**Textauszug:**

————

1. MZ.de
  2. >
  3. Lokal
  4. >
  5. Nachrichten Quedlinburg
  6. >
  7. Wie war das im Mittelalter?

Schloss Ballenstedt Wie war das im Mittelalter?

Die Neueröffnung der Ausstellung zu Albrecht dem Bären rückt näher. Welche Entdeckungen gemacht wurden - und Besucher machen können.

18.04.2021, 13:00

Ballenstedt - In wenigen Wochen können Besucher des Ballenstedter Schlosses eine virtuelle Zeitreise unternehmen: Vom Mittelalter über das Barock und die DDR in die Gegenwart. Möglich macht das ein Computerprogramm, das in der Krypta des Ballenstedter Schlosses zum Einsatz kommt und Teil der neugestalteten Ausstellung zu Albrecht dem Bären ist. Sie soll am 23. Mai eröffnet werden, ihr Motto: „Albrecht der Bär - Herausgetreten aus dem Schatten“. Ziel ist es, Leben und Wirken Albrechts auf dem wissenschaftlich neuesten Stand zu präsentieren.

Museal neu gestaltet wurden dafür die Bereiche um Grablege und Krypta. Sie stellen die letzten Überreste der Klosterkirche St. Pancratius und Abundus, dem Vorgängerbau des Barockschlosses, dar, erklärt Christian Mühldorfer-Vogt, Amtsleiter für Kultur und Bürgerservice. „Da sowohl die Grablege als auch die Krypta romanischen Ursprungs sind, werden so absolute Alleinstellungsmerkmale des Ballenstedter Schlosses aufgewertet. Beide Bereiche sind auch der Grund, dass das Schloss Teil der Straße der Romanik ist.“

Grablege und Krypta wurden bauhistorisch untersucht

„Eine wichtige Grundlage der gesamten Maßnahme bestand darin, sie mit einer wissenschaftlichen Basis auszustatten“, so Mühldorfer-Vogt, der an die überregional beachtete Tagung zu Albrecht im September 2019 im Schloss erinnert, an der Wissenschaftler aus ganz Deutschland teilnahmen und neueste Erkenntnisse der Albrecht-Forschung präsentierten.

Daneben gab es eine bauhistorische Untersuchung in Grablege und Krypta. Dabei wurde herausgefunden, wozu der Anbau gedient hat, der von der Krypta abzweigt: Er ist eine barocke Grabkammer. In diesem Raum seien tatsächlich einmal zwei Särge zu finden gewesen, sagt Projektleiterin Sandra Leinert. Diese Entdeckung sei eine der interessantesten in der bauhistorischen Untersuchung gewesen, „denn man wusste nicht, welche Funktion der Anbau hatte“. Das sei erst klar gewesen, nachdem ein Bauhistoriker im Archiv eine Zeichnung entdeckte, auf der zwei Särge dargestellt waren.

————

**Datenauszug:**
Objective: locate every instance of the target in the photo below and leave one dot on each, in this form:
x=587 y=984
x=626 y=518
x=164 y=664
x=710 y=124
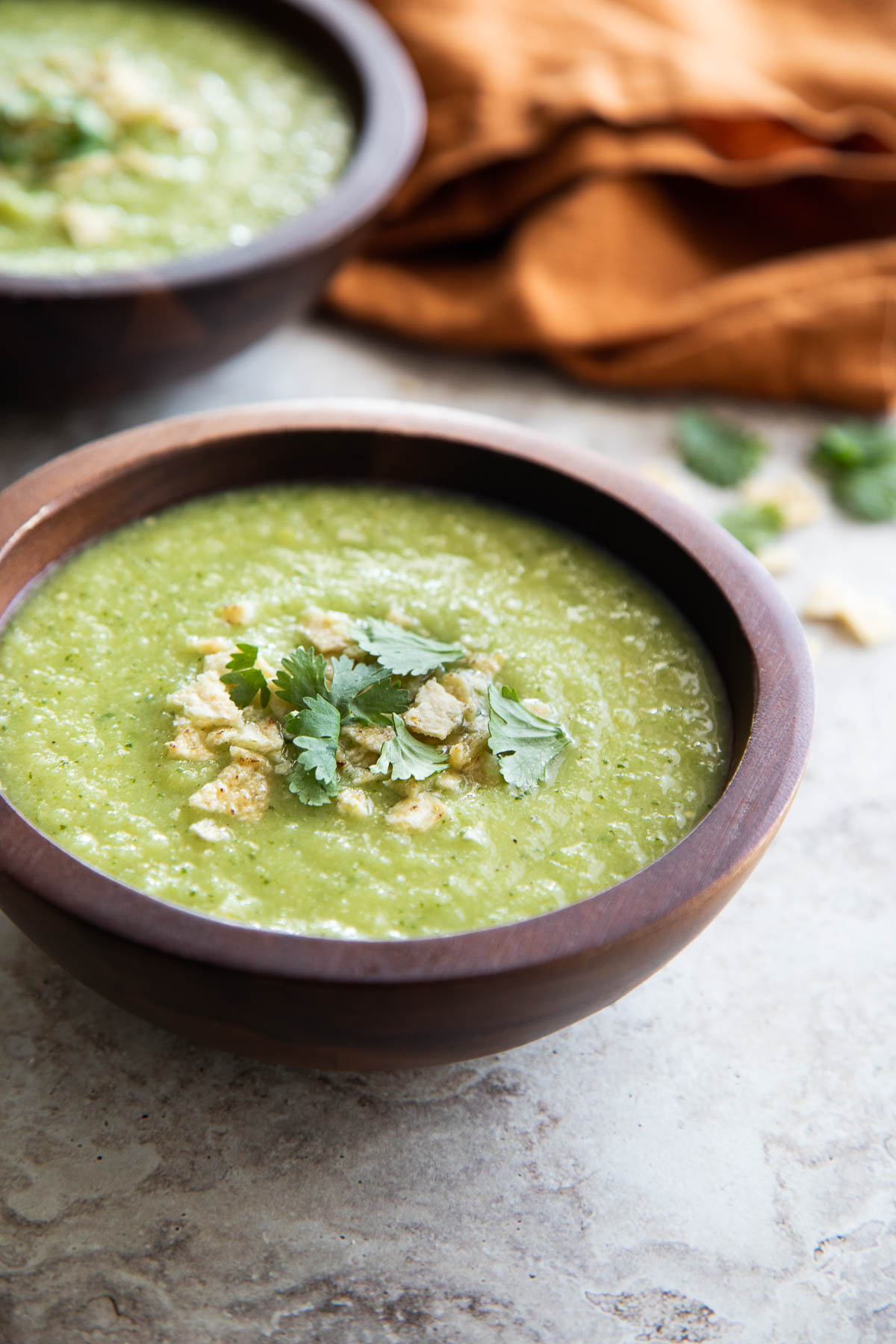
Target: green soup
x=134 y=132
x=89 y=665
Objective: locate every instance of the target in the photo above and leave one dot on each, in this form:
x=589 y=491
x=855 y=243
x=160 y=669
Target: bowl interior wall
x=300 y=27
x=410 y=460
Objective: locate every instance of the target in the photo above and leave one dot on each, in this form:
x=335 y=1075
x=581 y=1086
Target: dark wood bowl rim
x=712 y=858
x=388 y=146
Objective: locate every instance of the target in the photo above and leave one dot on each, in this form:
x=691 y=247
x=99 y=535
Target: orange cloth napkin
x=650 y=193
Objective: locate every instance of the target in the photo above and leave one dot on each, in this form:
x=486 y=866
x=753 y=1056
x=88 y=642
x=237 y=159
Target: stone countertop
x=712 y=1159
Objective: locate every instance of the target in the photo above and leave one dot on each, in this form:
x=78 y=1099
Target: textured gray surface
x=714 y=1159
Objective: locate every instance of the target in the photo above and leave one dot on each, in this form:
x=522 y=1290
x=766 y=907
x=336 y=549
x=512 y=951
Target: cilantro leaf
x=868 y=492
x=408 y=759
x=403 y=652
x=308 y=788
x=379 y=702
x=243 y=679
x=856 y=444
x=524 y=744
x=721 y=452
x=314 y=732
x=301 y=673
x=366 y=692
x=754 y=524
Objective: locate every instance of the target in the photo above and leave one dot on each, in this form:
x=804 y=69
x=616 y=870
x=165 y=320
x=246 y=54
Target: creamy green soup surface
x=136 y=132
x=102 y=665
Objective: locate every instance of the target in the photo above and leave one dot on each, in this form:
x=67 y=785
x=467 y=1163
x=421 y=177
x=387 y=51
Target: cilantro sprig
x=403 y=652
x=314 y=732
x=408 y=759
x=523 y=742
x=328 y=694
x=243 y=679
x=719 y=450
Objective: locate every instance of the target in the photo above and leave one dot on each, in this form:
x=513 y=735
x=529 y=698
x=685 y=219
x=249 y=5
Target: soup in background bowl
x=176 y=183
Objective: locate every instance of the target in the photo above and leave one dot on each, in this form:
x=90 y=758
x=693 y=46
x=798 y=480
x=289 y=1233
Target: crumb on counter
x=797 y=502
x=869 y=620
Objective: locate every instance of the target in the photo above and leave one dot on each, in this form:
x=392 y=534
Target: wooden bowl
x=343 y=1004
x=69 y=337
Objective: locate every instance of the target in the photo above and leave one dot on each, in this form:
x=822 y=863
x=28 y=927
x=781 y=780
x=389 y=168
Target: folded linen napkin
x=650 y=193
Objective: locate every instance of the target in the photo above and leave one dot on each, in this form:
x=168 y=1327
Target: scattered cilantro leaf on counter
x=859 y=460
x=524 y=744
x=754 y=524
x=716 y=449
x=868 y=492
x=301 y=675
x=366 y=692
x=403 y=652
x=408 y=759
x=243 y=679
x=856 y=444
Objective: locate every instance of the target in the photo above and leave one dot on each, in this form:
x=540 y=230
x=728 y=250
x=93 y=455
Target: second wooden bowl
x=70 y=337
x=340 y=1004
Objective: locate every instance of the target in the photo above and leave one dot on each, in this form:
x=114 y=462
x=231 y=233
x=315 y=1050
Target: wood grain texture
x=72 y=337
x=336 y=1003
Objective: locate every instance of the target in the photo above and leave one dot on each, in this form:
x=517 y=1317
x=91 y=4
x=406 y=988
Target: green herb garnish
x=716 y=449
x=524 y=744
x=408 y=759
x=402 y=652
x=859 y=458
x=43 y=129
x=754 y=524
x=243 y=679
x=314 y=732
x=366 y=694
x=301 y=673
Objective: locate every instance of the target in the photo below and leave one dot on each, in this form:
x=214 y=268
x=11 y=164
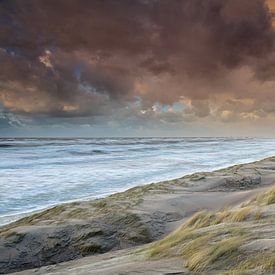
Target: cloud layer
x=214 y=59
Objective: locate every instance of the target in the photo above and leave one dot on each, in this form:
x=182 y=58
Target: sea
x=38 y=173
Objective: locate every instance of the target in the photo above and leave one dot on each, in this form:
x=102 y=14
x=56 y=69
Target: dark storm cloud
x=78 y=58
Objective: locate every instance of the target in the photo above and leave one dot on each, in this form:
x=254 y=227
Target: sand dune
x=121 y=222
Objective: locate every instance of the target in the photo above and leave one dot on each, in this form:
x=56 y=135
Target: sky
x=137 y=68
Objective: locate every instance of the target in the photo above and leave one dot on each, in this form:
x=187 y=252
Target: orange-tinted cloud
x=86 y=58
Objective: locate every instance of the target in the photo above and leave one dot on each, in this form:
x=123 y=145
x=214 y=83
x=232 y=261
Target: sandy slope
x=135 y=217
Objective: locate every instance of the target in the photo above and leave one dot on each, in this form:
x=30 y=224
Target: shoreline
x=128 y=219
x=92 y=198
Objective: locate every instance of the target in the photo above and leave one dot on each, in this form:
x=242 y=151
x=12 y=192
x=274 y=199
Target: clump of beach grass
x=215 y=240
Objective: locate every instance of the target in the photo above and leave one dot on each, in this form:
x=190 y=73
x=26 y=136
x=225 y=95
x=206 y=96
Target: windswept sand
x=123 y=221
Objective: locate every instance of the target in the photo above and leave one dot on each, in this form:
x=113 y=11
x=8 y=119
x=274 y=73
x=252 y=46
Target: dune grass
x=211 y=241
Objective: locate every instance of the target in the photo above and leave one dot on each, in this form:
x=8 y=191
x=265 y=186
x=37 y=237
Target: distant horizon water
x=37 y=173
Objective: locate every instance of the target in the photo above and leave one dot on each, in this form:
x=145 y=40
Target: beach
x=100 y=236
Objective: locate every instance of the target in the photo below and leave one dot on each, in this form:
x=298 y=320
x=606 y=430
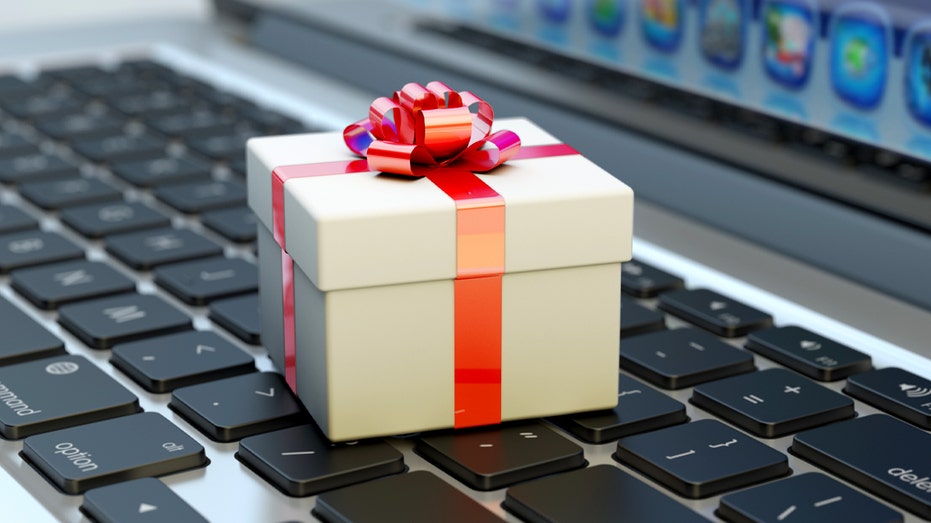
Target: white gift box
x=371 y=274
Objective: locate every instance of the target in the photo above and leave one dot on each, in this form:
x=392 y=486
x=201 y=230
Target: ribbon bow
x=430 y=126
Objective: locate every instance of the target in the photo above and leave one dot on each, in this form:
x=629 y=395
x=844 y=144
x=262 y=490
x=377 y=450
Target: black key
x=110 y=451
x=597 y=494
x=33 y=395
x=241 y=406
x=105 y=322
x=710 y=310
x=147 y=249
x=772 y=402
x=811 y=354
x=240 y=316
x=165 y=363
x=680 y=358
x=301 y=462
x=23 y=338
x=896 y=391
x=637 y=319
x=417 y=497
x=58 y=194
x=639 y=409
x=14 y=219
x=30 y=248
x=106 y=219
x=236 y=224
x=203 y=196
x=701 y=458
x=807 y=497
x=881 y=454
x=51 y=286
x=35 y=166
x=203 y=281
x=641 y=280
x=489 y=459
x=138 y=501
x=157 y=171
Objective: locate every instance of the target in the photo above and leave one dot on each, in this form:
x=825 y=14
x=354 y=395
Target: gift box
x=445 y=297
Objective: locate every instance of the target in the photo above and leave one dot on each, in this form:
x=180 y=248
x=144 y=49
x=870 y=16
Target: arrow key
x=140 y=500
x=241 y=406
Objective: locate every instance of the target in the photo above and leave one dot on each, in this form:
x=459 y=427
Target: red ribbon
x=445 y=136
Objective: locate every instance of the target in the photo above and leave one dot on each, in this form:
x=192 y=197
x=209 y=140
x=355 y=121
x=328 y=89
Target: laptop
x=774 y=357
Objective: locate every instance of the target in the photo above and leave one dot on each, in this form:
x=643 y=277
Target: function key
x=811 y=354
x=702 y=458
x=712 y=311
x=111 y=451
x=489 y=459
x=105 y=322
x=896 y=391
x=24 y=338
x=641 y=280
x=37 y=402
x=403 y=496
x=138 y=501
x=301 y=462
x=51 y=286
x=599 y=493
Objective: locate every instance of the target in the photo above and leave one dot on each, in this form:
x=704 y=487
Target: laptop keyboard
x=123 y=220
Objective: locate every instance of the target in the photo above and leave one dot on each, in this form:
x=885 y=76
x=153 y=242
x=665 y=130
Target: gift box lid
x=363 y=229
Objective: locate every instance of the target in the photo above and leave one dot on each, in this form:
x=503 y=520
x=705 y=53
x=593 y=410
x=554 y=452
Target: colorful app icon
x=860 y=55
x=661 y=22
x=918 y=74
x=790 y=30
x=606 y=17
x=723 y=31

————

**Arbeitsauftrag 1:**
Zitieren Sie aus dem Textauszug den Abschnitt zwischen „Daneben gab es“ und „Särge dargestellt waren.“, beide eingeschlossen.
**Arbeitsauftrag 2:**
An welchem Tag soll laut dem Textauszug die neugestaltete Ausstellung zu Albrecht dem Bären eröffnet werden?
Die Zeilen haben mit dem Textauszug nichts zu tun.

**Ergebnis 1:**
Daneben gab es eine bauhistorische Untersuchung in Grablege und Krypta. Dabei wurde herausgefunden, wozu der Anbau gedient hat, der von der Krypta abzweigt: Er ist eine barocke Grabkammer. In diesem Raum seien tatsächlich einmal zwei Särge zu finden gewesen, sagt Projektleiterin Sandra Leinert. Diese Entdeckung sei eine der interessantesten in der bauhistorischen Untersuchung gewesen, „denn man wusste nicht, welche Funktion der Anbau hatte“. Das sei erst klar gewesen, nachdem ein Bauhistoriker im Archiv eine Zeichnung entdeckte, auf der zwei Särge dargestellt waren.

**Ergebnis 2:**
Die Ausstellung soll am 23. Mai eröffnet werden.